INPUT FOR THIS TASK
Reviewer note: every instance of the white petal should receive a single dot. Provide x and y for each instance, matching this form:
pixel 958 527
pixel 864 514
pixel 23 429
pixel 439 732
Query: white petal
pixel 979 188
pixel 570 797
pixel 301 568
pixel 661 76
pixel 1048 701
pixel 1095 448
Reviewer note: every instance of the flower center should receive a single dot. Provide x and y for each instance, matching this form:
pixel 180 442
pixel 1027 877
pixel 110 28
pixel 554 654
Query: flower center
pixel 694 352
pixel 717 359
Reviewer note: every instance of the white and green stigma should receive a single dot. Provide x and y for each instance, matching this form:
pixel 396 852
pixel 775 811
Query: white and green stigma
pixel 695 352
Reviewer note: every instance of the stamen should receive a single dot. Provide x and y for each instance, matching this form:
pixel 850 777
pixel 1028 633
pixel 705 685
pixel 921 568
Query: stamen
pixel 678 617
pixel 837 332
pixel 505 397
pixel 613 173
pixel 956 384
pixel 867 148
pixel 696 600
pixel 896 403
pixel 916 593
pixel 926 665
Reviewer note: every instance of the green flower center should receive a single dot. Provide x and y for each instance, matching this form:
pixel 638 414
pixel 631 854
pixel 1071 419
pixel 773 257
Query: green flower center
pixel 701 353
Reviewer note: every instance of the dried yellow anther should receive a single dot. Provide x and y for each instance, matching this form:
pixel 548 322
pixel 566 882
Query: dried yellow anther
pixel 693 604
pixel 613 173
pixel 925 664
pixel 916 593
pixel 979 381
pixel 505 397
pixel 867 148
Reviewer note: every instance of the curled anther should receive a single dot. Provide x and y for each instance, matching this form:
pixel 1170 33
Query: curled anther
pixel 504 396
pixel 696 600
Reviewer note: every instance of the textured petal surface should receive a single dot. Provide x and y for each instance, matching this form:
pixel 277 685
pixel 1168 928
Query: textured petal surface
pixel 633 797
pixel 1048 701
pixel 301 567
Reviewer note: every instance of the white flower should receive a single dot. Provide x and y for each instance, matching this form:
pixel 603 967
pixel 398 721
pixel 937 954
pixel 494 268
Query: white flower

THE PROBLEM
Begin with the line that holds "pixel 603 967" and write out each line from there to the end of the material, exactly as it stands. Include nothing else.

FINAL ANSWER
pixel 603 967
pixel 398 721
pixel 937 954
pixel 494 268
Query: white flower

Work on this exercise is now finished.